_Task set_:
**1)** Rewrite as a short list the paragraph of the thread on checking a downloaded tarball's hash that begins "Depends on what you mean with content and metadata," keeping its main facts.
**2)** Rescale the point coordinates in the records. Reproduce every line of the records, requests included, and multiply each x and y value in the answers by 2.2, rounding to whole numbers with halves rounded up. Leave out the picture line.

_Extract to read_:
If you want to play around with it, here is the file https://github.com/Gregstrq/Isotope-data/blob/9dd2180ba3bc6caf67063a59601af3e0960edbae/isotopes_data.tar.gz. I check the sha256 sum with

using SHA
bytes2hex(open(sha256, "isotopes_data.tar.gz"))

Are you sure you’re actually downloading the raw file? Or are you just downloading GitHub’s HTML page that displays it? That is, you want to use the URL of https://github.com/Gregstrq/Isotope-data/raw/9dd2180ba3bc6caf67063a59601af3e0960edbae/isotopes_data.tar.gz — note that that has a /raw/ in there instead of the blob.

1 Like

Depends on what you mean with content and metadata. The hash is computed from all the bytes in the file, regardless of their semantical meaning. It would be possible for GitHub to create a different file every time, differing on the MTIME field in the gzip header, but it’s highly unlikely that they would want to do that. @mbauman’s explanation is almost certainly correct.

I do really like the pattern where artifacts are tagged and official GitHub release assets. It takes a bit to setup, but it has some very nice properties (like versioning, traceability, and reproducibility). I’ve been meaning to create a blog post about what I’ve found to be best practice here, but here’s a recent example:

GitHub promises to not mess with the bit-exact value of releases: Update on the future stability of source code archives and hashes - The GitHub Blog

2 Likes

Yes, I had blob instead of raw.

According to the Github blog, the usecase for releases seems to be related to git archive function and specifically if you depend on this archiving for security reasons.

In my case, I don’t create archive automatically and it does not have to do anything with source code. I just want to share a specific DataFrame as an Artifact using a tarball, that I generated myself (not automatically).
Using Releases seems like an overkill for my specific usecase…

That’s just a case where they changed the bit-exact-ness of a tarball and is what prompted the post (and promise). Release assets are a general purpose tool to deploy pretty much anything up to 2GB. Yeah, that can take work to setup, but it looks like you do already have a script to generate this tarball. You can have GitHub Actions run it for you and automatically update your Artifacts.toml. Then it’s a single click to update when your upstream data sources update.

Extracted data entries
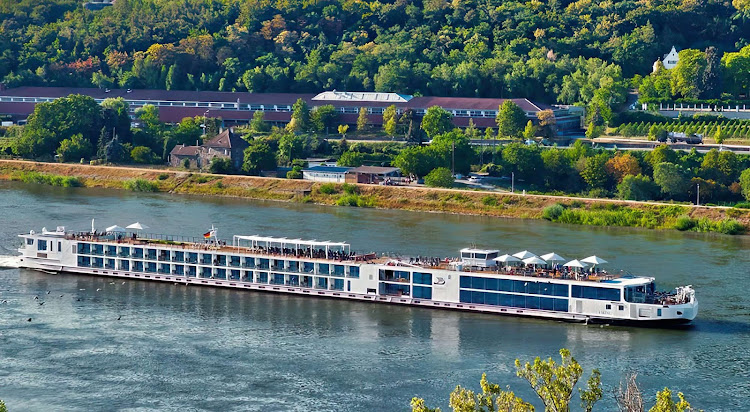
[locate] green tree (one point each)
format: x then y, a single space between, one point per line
665 402
221 165
510 119
638 187
672 179
300 117
417 160
323 117
593 171
258 157
342 129
455 150
745 183
290 145
351 159
258 124
529 131
436 121
142 154
524 160
439 177
687 74
390 119
74 149
554 383
390 127
362 120
661 154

_Expected results_:
**1)**
- The hash is computed from every byte in the file, whatever those bytes mean.
- GitHub could create a different file each time by changing the MTIME field in the gzip header, but it is highly unlikely to do so.
- @mbauman's explanation is almost certainly correct.

**2)**
[locate] green tree (one point each)
format: x then y, a single space between, one point per line
1463 884
486 363
1122 262
1404 411
1478 394
660 257
917 352
711 257
1305 376
568 345
752 284
1001 330
1639 403
638 319
772 350
568 273
1164 288
959 266
312 339
1153 352
966 389
1511 163
858 262
163 328
1219 843
858 279
796 264
1454 339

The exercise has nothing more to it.